Each line from the one containing "Place one keypoint on each instance of the apartment" to the end of the entries below must be restated exactly, and no other line should appear.
Dataset extract section start
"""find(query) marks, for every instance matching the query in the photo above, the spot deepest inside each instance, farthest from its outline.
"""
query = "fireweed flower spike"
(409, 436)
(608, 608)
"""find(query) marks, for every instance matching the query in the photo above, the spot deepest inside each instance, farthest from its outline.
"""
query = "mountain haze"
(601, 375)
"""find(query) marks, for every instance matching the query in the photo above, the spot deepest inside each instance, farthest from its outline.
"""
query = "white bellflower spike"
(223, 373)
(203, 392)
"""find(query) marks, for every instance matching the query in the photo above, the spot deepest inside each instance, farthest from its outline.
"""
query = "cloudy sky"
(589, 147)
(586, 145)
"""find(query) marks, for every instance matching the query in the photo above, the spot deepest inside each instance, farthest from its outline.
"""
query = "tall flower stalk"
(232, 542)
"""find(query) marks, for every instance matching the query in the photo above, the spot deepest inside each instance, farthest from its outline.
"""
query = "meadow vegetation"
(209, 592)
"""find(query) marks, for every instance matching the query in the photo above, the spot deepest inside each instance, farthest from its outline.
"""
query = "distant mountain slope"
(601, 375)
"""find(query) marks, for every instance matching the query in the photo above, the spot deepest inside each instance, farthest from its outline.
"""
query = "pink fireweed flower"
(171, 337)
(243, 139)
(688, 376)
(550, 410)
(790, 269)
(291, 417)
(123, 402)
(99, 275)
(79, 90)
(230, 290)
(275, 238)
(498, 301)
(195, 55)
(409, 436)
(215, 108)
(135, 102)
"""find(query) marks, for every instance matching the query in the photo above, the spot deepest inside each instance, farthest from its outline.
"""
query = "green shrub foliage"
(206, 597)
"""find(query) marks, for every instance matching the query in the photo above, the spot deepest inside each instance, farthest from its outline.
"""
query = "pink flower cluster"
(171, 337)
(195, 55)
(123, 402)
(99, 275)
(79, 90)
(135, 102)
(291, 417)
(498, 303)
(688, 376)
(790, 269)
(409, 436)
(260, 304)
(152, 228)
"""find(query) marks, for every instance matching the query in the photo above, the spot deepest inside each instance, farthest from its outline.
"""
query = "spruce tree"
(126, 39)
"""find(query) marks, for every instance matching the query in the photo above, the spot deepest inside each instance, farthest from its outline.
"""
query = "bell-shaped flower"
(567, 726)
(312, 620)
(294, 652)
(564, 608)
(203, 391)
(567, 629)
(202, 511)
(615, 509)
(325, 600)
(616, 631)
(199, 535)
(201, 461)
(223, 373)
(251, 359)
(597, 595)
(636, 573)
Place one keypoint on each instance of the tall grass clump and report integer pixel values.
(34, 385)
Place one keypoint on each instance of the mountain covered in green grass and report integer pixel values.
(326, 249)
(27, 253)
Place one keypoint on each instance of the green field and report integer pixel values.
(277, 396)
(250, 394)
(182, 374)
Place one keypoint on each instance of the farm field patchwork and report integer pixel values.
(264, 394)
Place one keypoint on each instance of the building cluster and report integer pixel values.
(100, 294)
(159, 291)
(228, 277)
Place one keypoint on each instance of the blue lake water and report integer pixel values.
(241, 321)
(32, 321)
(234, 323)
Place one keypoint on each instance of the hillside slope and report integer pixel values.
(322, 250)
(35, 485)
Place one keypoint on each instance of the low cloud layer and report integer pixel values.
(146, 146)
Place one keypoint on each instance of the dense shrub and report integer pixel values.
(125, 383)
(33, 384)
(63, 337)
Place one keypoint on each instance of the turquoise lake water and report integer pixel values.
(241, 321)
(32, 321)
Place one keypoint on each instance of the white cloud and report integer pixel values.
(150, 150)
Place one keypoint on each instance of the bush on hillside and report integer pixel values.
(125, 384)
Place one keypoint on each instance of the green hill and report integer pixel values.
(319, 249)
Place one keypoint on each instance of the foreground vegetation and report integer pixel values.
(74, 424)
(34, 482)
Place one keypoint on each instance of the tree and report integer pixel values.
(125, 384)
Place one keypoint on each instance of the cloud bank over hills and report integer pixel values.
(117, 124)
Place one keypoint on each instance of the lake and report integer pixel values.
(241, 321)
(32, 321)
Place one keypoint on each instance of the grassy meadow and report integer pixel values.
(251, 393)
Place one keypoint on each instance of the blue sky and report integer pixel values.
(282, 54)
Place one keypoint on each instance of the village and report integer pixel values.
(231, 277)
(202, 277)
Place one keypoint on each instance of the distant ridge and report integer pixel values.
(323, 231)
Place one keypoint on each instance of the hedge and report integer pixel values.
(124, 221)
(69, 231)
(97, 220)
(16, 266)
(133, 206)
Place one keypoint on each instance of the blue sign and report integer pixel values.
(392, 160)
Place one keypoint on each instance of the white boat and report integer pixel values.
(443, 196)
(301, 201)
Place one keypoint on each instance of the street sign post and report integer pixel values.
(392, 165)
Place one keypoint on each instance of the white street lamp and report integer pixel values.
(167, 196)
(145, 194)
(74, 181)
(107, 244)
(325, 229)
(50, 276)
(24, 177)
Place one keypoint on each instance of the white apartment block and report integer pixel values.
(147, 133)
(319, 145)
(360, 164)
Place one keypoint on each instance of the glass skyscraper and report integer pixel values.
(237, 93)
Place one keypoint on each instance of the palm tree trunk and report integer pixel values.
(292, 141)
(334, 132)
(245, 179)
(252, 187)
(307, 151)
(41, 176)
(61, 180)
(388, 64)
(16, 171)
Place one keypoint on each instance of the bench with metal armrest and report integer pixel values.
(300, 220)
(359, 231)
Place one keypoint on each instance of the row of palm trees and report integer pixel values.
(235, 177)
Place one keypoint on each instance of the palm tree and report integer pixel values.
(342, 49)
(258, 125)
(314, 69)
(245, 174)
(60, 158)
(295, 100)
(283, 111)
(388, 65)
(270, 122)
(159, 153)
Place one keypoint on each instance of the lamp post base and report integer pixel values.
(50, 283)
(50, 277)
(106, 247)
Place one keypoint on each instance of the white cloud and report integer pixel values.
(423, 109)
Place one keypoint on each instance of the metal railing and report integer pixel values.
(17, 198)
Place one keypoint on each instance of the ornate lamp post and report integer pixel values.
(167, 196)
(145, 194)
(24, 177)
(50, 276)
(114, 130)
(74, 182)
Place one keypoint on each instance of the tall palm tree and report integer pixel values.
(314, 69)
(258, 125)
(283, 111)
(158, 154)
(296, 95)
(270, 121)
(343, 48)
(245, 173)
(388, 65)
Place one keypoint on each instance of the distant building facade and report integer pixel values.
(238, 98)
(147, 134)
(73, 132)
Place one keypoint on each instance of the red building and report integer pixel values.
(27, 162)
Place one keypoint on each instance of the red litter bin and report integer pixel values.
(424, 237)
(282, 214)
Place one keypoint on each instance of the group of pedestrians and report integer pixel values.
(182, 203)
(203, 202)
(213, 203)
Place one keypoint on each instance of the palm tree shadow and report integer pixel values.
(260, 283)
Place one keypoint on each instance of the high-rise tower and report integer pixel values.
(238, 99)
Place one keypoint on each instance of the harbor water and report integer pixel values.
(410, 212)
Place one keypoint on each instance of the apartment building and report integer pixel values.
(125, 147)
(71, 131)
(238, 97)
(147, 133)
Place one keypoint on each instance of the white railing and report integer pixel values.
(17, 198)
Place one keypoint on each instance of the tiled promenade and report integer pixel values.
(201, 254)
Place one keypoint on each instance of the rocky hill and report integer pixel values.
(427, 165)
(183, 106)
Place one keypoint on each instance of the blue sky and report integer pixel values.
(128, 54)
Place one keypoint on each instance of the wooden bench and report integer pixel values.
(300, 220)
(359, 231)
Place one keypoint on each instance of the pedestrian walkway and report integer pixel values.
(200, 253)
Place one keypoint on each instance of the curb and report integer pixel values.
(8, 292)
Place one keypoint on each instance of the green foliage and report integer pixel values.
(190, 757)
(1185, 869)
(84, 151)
Dataset extract section end
Result for this exercise:
Place one keypoint on each instance of the apartment building and report integer pixel values.
(125, 147)
(71, 131)
(238, 97)
(147, 133)
Place one keypoint on each instance of the white railing and report integer pixel values.
(17, 198)
Place one keypoint on each instance of the tiled promenade and report integer pixel values.
(201, 254)
Place one keypoint on each instance of the rocky hill and report integer pixel values.
(427, 165)
(183, 106)
Place one keypoint on each instance of the blue sky and report integer pixel values.
(128, 54)
Place one keypoint on each instance of the wooden bench and report integer pixel values.
(300, 220)
(359, 231)
Place one keypoint on each instance of the pedestrian walkway and report integer pixel values.
(200, 253)
Place one keypoint on each instance of the curb and report integer pixel values.
(8, 292)
Place one keypoint on each instance of the green foliage and report integer pixel values.
(190, 757)
(1185, 869)
(84, 151)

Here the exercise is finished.